Work instruction
Write out all of the entries below word for word.

(Point-per-instance localization data)
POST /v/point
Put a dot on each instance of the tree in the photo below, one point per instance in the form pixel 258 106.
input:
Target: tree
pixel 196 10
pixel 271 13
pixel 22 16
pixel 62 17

Result below
POST /v/point
Put a dot on each instance of the tree in the photo below, one point per instance in the form pixel 258 106.
input:
Target: tree
pixel 196 10
pixel 271 13
pixel 22 16
pixel 62 17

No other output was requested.